------ Passage given

# Radio messed up?



## meblah741 (Jul 26, 2011)

My data has been going in and out today and so I decided to check the about section and here is what I saw. When I saw it last night it listed the lte radio number and today it doesn't. What's up with that?

Thanks.

Sent from my ADR6400L using Tapatalk 2


----------



## heath2805 (Feb 18, 2012)

meblah741 said:


> My data has been going in and out today and so I decided to check the about section and here is what I saw. When I saw it last night it listed the lte radio number and today it doesn't. What's up with that?
> 
> Thanks.
> 
> Sent from my ADR6400L using Tapatalk 2


Ouch! Did you try to re- download and install a radio again? Never seen that before.

Sent from my ADR6400L using Tapatalk 2


----------



## meblah741 (Jul 26, 2011)

I didn't try flashing another radio yet. Wasn't sure what would happen, but going to try a reboot first.

Sent from my ADR6400L using Tapatalk 2


----------



## meblah741 (Jul 26, 2011)

That's weird..I rebooted and it's showing up just fine. The data connection also seems to be stable again.

Sent from my ADR6400L using Tapatalk 2


----------



## quickdraw86 (Jan 30, 2012)

meblah741 said:


> That's weird..I rebooted and it's showing up just fine. The data connection also seems to be stable again.
> 
> Sent from my ADR6400L using Tapatalk 2


hmm... if your data connection is fine, it could just be a strange display bug, but i've never seen that happen before outside of a bad radio install.


----------



## trter10 (Jan 4, 2012)

Yeah looks like a getprop glitch to me


----------

------------
------ Records to use

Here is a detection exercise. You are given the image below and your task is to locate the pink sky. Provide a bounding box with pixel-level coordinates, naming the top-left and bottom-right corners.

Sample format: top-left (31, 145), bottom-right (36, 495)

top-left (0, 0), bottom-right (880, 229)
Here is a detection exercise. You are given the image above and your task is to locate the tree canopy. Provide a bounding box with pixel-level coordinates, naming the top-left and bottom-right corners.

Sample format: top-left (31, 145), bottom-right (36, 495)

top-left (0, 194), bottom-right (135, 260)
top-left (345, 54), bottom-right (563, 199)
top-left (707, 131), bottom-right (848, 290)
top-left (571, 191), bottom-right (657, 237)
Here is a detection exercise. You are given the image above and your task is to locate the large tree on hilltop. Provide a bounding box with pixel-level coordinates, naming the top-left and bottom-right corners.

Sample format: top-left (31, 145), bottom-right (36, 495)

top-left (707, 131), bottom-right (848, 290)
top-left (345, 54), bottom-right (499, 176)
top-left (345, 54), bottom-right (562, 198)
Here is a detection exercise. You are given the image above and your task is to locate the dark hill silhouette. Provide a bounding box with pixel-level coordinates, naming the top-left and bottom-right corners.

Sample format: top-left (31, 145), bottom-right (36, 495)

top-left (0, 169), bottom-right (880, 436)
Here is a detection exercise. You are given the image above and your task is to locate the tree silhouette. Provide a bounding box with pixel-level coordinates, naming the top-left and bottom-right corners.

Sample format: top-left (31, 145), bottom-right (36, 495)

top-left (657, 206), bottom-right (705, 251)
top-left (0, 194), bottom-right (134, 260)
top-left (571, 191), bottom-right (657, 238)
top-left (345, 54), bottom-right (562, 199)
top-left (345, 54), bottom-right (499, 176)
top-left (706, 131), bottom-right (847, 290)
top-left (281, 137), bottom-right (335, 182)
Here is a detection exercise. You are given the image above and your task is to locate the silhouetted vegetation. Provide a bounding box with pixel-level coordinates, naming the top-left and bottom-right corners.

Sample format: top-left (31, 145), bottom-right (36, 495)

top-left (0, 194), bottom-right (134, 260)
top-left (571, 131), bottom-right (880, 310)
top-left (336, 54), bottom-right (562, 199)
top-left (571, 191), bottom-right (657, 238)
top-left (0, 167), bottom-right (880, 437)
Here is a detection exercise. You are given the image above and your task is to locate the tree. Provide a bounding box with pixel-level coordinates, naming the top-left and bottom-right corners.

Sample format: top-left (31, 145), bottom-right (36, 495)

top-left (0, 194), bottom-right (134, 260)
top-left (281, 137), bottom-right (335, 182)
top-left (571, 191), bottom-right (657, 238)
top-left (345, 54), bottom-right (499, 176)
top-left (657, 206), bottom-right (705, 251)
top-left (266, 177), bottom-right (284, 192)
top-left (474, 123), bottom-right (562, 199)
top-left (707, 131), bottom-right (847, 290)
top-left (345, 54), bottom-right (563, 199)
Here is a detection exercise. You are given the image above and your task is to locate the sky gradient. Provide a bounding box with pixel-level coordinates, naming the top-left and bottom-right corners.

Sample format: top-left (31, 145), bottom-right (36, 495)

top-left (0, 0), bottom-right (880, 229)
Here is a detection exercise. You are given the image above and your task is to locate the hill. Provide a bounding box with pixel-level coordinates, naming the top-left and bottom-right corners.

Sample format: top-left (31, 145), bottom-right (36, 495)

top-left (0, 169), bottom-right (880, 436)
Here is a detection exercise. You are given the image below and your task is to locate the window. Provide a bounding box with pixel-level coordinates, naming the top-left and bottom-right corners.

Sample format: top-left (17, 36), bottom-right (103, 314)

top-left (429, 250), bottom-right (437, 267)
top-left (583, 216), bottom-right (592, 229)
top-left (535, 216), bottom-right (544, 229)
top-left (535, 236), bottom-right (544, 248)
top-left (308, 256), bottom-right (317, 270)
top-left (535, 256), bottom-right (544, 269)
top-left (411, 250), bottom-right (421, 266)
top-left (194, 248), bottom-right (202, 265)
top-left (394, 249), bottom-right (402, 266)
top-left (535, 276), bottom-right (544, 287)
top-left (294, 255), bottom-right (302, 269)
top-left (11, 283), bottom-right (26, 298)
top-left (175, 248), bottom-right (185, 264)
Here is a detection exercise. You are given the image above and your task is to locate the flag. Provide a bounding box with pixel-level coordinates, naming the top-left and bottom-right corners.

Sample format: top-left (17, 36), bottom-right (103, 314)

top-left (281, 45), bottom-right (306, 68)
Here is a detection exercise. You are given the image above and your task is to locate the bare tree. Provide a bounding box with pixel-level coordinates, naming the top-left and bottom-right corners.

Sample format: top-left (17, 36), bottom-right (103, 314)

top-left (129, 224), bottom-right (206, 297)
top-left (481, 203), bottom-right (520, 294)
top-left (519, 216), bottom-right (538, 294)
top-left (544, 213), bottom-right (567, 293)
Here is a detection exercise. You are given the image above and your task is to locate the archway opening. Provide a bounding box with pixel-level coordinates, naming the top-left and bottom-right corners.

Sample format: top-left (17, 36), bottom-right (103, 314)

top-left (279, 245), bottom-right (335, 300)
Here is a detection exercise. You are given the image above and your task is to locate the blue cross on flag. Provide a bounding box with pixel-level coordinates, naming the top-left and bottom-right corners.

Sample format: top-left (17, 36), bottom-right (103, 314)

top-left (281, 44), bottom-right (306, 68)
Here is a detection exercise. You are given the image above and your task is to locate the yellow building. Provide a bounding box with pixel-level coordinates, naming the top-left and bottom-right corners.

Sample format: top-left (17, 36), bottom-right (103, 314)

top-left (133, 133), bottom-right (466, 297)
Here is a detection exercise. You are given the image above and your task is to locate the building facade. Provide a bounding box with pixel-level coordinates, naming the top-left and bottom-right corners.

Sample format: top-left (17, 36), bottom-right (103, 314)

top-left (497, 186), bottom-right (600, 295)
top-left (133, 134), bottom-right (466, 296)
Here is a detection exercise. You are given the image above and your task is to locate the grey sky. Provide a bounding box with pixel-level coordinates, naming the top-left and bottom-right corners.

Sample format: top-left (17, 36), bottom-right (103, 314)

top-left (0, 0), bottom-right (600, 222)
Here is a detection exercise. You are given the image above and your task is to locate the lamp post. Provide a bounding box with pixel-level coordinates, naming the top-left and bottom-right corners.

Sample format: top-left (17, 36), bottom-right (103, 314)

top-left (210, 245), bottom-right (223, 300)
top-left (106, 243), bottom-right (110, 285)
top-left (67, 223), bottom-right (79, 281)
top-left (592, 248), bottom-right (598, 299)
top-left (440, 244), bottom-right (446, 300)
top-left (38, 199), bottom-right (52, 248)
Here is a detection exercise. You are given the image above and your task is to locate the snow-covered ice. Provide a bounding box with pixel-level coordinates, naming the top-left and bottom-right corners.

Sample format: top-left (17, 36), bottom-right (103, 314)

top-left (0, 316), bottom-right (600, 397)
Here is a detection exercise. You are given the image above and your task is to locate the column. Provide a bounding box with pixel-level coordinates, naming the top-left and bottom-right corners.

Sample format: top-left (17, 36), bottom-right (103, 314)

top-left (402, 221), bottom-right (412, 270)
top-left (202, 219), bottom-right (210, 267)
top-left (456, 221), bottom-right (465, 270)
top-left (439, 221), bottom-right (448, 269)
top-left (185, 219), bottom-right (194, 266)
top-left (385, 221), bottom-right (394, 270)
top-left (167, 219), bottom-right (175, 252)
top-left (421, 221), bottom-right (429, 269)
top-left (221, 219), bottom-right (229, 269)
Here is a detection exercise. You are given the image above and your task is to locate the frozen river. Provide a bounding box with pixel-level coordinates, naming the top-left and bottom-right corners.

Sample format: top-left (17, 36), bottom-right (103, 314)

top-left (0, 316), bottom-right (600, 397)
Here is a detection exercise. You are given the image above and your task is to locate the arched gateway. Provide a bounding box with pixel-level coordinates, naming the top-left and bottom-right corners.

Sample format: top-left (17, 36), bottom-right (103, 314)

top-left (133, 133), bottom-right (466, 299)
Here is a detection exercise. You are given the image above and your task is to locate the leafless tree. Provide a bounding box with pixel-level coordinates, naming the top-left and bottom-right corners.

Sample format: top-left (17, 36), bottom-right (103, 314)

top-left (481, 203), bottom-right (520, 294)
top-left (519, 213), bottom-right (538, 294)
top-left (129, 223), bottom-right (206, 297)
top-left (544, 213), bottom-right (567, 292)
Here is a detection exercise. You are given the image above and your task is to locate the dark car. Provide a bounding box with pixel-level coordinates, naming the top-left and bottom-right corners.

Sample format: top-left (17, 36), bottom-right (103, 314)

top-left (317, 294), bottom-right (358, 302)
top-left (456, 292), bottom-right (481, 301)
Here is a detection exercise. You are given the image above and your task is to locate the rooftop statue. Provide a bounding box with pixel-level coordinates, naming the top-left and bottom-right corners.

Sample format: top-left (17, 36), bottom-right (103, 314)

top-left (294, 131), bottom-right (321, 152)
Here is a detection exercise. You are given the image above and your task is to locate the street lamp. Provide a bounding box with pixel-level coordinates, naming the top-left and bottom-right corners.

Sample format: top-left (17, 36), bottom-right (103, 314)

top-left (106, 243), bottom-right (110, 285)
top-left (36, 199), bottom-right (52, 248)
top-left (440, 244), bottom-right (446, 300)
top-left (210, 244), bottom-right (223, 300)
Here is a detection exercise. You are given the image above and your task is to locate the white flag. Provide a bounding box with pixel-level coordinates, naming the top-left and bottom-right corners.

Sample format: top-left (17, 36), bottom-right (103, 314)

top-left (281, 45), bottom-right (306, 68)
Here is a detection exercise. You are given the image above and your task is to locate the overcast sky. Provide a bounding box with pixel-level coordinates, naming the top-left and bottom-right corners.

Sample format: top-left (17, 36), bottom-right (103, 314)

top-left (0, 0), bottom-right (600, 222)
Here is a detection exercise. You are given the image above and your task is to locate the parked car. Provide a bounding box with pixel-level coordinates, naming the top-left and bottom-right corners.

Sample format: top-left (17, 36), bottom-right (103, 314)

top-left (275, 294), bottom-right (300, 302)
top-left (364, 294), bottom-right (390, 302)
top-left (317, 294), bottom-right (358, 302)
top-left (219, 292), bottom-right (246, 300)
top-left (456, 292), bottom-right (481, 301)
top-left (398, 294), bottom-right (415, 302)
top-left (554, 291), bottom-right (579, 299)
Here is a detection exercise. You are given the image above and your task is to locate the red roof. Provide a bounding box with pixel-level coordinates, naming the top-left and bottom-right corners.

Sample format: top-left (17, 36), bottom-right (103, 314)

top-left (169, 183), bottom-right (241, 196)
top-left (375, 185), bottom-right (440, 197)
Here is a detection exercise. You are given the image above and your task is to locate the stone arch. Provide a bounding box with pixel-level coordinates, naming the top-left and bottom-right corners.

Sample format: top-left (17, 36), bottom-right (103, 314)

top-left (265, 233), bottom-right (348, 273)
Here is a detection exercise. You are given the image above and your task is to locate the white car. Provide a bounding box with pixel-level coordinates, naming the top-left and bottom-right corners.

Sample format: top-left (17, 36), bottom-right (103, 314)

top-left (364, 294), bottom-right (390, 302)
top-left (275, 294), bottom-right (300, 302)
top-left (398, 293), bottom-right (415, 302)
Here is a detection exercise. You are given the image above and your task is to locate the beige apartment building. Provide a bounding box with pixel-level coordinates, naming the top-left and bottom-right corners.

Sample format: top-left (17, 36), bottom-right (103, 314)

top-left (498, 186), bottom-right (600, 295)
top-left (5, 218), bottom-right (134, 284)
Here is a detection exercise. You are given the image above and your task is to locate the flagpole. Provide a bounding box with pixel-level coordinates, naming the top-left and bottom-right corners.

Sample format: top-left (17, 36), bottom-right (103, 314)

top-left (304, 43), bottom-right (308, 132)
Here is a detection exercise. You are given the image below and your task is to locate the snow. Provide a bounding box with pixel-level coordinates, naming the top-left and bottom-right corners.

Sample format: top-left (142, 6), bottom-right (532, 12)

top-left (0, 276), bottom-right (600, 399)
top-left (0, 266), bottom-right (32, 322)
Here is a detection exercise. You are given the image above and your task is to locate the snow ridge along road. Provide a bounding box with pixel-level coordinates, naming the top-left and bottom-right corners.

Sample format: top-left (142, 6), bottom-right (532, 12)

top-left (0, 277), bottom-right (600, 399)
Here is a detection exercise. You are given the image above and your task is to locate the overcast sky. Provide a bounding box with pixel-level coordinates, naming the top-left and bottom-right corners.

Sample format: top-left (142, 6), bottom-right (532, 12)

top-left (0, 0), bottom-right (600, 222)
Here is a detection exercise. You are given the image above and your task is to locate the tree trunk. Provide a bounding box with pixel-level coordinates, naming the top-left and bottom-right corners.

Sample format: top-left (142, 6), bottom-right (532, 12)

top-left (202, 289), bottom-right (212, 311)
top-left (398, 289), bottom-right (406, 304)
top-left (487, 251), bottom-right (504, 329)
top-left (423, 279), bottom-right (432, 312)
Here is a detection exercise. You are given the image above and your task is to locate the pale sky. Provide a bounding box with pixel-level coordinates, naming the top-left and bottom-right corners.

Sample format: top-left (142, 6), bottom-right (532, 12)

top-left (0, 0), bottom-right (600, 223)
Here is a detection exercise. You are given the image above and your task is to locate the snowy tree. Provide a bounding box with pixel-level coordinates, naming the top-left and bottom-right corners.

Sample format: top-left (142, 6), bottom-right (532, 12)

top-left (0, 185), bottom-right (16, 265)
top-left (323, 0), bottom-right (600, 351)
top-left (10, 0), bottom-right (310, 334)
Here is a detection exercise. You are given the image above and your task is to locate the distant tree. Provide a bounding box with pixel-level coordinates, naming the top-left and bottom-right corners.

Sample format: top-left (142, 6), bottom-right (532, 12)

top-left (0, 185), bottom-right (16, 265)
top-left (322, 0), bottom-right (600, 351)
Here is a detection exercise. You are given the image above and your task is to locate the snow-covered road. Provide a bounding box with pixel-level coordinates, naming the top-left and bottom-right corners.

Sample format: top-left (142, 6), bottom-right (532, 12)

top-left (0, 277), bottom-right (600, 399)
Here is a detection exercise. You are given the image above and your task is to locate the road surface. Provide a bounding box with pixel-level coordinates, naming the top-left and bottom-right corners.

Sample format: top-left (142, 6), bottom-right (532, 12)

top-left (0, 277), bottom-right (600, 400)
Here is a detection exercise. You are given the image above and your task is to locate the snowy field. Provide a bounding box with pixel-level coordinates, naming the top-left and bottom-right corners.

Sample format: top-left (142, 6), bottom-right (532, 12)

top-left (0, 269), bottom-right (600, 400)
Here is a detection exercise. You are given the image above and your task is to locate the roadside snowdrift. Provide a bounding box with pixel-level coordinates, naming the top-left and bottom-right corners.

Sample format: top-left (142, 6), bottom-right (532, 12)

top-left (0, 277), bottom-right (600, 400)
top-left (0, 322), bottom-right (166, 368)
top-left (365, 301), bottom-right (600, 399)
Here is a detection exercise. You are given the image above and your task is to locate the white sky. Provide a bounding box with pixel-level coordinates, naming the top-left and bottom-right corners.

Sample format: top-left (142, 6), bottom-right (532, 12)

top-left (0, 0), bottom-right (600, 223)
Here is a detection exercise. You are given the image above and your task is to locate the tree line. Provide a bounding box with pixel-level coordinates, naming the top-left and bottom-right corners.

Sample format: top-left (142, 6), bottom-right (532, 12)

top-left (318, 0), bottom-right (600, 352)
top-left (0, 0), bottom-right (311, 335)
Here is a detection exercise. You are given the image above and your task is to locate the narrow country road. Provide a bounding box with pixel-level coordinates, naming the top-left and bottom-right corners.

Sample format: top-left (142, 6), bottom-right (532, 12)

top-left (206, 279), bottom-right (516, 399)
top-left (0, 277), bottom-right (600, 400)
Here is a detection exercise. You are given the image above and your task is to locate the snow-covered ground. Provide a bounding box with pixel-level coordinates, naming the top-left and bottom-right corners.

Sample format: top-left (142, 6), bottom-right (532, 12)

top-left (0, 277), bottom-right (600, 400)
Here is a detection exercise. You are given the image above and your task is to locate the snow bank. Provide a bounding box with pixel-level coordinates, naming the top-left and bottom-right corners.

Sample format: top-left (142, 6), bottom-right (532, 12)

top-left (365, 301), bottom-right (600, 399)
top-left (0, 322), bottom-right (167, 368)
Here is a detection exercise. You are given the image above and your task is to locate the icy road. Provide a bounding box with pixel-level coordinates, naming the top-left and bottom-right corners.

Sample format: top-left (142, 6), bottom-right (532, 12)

------------

• _Request A_
Answer each of these questions about the forum thread above:
(i) What did meblah741 say the about section listed the night before but no longer showed?
(ii) What did meblah741 plan to try before flashing another radio?
(iii) What does trter10 say the problem looks like?
• _Request B_
Can you output a JSON list of strings, one string per line, from the entries? Begin at the line in the entries that contains "locate the silhouetted", stop after the line that contains "top-left (0, 167), bottom-right (880, 437)", and leave out blank lines.

• _Task result A_
(i) The LTE radio number.
(ii) A reboot.
(iii) A getprop glitch.

• _Task result B_
[
  "Here is a detection exercise. You are given the image above and your task is to locate the silhouetted vegetation. Provide a bounding box with pixel-level coordinates, naming the top-left and bottom-right corners.",
  "Sample format: top-left (31, 145), bottom-right (36, 495)",
  "top-left (0, 194), bottom-right (134, 260)",
  "top-left (571, 131), bottom-right (880, 310)",
  "top-left (336, 54), bottom-right (562, 199)",
  "top-left (571, 191), bottom-right (657, 238)",
  "top-left (0, 167), bottom-right (880, 437)"
]